== JOB ==
Below is the data. Give it again, complete and exact.

----- EXERCISE DATA -----

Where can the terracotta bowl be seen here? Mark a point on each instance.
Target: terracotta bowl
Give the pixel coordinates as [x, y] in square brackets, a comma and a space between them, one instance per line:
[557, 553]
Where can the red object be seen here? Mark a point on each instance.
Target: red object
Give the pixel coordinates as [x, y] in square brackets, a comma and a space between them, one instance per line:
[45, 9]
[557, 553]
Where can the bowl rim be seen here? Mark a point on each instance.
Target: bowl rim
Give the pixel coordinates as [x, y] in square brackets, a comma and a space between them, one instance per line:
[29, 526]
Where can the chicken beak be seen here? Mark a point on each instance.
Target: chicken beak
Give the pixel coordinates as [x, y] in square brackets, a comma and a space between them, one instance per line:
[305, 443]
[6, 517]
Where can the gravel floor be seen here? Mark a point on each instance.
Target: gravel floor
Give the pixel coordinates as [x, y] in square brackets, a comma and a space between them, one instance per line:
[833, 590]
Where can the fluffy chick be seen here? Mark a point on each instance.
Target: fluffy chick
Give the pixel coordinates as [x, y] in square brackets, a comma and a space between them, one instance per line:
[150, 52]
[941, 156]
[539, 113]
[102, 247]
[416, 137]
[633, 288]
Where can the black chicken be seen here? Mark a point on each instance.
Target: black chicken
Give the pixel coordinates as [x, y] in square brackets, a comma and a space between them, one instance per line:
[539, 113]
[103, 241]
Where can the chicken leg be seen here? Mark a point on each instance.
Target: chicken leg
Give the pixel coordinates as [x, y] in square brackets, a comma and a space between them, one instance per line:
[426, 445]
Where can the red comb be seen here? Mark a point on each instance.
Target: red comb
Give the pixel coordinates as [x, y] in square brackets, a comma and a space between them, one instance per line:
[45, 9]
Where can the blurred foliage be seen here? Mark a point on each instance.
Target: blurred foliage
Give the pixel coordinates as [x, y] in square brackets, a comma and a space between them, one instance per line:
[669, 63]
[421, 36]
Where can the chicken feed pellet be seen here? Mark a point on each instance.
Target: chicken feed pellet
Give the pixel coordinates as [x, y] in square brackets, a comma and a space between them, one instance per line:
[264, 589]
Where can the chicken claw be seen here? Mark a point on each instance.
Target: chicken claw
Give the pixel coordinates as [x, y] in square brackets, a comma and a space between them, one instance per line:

-----

== FULL SOLUTION ==
Where can the terracotta bowl be seen here? Mark a point on each instance.
Target: terracotta bowl
Give the pixel coordinates as [x, y] in square brackets, a comma and a space between them, one instance per line:
[557, 553]
Where can the red object be seen here? Mark a point on each instance.
Target: red object
Give the pixel coordinates as [x, y] in square brackets, a comma and a space between them, one instance per line:
[45, 9]
[557, 553]
Where can the bowl rim be seen here? Mark a point on each instance.
Target: bowl rim
Give the pixel coordinates as [x, y] in square brackets, a comma and a space between them, one instance per line:
[29, 526]
Where can the chicken beak be seen here? Mark a point on each instance.
Target: chicken beak
Give the pixel coordinates as [x, y] in square brackets, a comma and a space between them, one instance per line:
[305, 443]
[6, 517]
Where can the gravel floor be seen here? Mark a point on each instance.
Target: gravel floor
Give the pixel coordinates as [x, y] in square brackets, a comma and a space between them, one instance per line:
[833, 590]
Where can the fluffy chick be seen here? Mark a point on each instance.
Target: fluffy chick
Give the pixel coordinates as [x, y] in square brackets, a comma and a space between them, one instance per line:
[150, 52]
[941, 156]
[539, 113]
[102, 247]
[416, 137]
[633, 288]
Where can the black chicken be seen here? Mark a point on each instance.
Target: black chicken
Give the pixel coordinates as [x, y] in square brackets, a comma and a space between them, one instance per line:
[539, 113]
[103, 241]
Where can the chicken leg be seen here? Mark a point on each instance.
Target: chicken leg
Give the pixel coordinates as [x, y] in square brackets, a comma and a space between them, one instance per line:
[426, 445]
Where can the red comb be seen here? Mark a point on each instance.
Target: red comb
Give the pixel coordinates as [x, y] in square brackets, a comma and a space between them, one instance per line:
[45, 9]
Where can the blurred foliage be seen here? Mark a point on each instance.
Target: blurred foliage
Give the pixel coordinates as [x, y] in square brackets, a comma and a space between them, one instance per line:
[669, 63]
[421, 36]
Where can the chicken feed pellet be seen here? Mark a point on each instance.
Target: chicken feed pellet
Give the pixel coordinates as [x, y] in square brackets, a comma and a space between them, one instance per line:
[264, 589]
Where can the chicken claw be seen here? Mark a point on each instance.
Target: chicken claw
Give the pixel coordinates as [x, y] in square brackets, a comma and a space between them, one instance per line:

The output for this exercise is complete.